*Given request*: List each line of the records below that contains the word "will", copying every such line in full.

*Extracted material*:
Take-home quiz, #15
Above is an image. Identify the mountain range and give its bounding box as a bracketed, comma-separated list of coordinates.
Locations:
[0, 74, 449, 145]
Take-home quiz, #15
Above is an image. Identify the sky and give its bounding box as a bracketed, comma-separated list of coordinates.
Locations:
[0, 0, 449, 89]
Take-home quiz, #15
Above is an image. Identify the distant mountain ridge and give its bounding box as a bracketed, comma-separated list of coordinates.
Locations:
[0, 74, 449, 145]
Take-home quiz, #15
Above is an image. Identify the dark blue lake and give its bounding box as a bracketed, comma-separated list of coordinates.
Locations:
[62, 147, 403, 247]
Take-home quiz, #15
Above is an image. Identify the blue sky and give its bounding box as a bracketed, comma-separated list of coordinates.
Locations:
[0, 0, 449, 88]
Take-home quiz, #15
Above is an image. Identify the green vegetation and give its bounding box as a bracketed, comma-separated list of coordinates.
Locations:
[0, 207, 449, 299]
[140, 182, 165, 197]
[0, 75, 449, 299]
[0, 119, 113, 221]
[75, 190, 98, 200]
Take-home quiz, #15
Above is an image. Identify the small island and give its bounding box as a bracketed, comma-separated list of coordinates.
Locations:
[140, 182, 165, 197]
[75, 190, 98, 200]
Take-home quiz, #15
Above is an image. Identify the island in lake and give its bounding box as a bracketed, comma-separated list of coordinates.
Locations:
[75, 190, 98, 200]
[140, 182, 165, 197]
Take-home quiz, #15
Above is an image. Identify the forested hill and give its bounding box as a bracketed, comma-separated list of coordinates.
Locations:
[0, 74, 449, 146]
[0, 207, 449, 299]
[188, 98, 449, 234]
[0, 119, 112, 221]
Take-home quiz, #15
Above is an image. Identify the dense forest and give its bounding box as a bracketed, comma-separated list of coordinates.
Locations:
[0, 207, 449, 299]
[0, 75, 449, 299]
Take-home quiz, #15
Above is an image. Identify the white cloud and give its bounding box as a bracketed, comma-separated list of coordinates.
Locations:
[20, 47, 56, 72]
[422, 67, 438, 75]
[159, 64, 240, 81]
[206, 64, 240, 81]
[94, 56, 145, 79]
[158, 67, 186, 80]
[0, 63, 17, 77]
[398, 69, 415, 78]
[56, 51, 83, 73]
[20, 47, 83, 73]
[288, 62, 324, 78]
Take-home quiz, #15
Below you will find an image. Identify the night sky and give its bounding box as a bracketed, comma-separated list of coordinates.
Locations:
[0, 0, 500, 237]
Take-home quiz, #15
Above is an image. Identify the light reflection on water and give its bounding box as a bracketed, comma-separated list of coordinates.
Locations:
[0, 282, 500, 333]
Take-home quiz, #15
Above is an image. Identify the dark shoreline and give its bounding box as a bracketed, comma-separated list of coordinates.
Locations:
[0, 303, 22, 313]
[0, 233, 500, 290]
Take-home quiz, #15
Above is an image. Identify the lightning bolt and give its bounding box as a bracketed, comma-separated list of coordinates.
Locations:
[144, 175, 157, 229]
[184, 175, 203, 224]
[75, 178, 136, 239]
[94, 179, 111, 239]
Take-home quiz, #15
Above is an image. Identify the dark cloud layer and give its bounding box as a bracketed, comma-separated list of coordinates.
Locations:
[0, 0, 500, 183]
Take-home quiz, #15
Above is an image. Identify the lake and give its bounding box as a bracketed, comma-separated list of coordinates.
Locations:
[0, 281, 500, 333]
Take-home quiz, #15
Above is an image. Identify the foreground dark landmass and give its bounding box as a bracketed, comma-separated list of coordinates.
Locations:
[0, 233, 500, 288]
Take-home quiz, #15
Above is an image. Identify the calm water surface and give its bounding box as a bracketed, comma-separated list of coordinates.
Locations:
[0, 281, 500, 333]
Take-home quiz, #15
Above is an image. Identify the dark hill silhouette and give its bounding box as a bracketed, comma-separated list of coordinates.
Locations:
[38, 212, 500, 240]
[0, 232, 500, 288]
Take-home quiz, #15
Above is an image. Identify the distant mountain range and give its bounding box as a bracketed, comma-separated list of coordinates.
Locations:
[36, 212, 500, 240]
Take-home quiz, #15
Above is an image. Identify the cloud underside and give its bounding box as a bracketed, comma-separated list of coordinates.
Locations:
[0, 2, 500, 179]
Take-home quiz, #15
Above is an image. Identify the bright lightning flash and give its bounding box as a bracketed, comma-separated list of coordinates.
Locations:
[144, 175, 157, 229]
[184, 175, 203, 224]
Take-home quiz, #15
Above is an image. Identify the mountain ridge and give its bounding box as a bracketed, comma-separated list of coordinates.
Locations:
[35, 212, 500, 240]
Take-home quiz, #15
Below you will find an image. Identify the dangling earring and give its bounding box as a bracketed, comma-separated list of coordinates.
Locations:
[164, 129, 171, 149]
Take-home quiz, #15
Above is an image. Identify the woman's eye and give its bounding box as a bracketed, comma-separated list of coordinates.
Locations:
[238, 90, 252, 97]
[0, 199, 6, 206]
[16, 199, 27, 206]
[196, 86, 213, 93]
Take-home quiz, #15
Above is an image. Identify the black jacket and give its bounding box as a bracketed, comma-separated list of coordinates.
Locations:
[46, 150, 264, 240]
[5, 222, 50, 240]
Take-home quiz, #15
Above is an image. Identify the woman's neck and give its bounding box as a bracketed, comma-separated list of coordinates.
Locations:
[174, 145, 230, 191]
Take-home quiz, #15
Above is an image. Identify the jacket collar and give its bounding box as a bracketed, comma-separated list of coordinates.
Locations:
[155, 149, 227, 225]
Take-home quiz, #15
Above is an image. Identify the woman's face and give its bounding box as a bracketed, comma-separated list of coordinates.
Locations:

*Response below*:
Below you will find an image. Identify the night sky and give its bounding box as a bracketed, comma-separated list of coordinates.
Below you will find an image. Identify the dangling earring and give its bounding box as a bracketed, comma-separated list of coordinates.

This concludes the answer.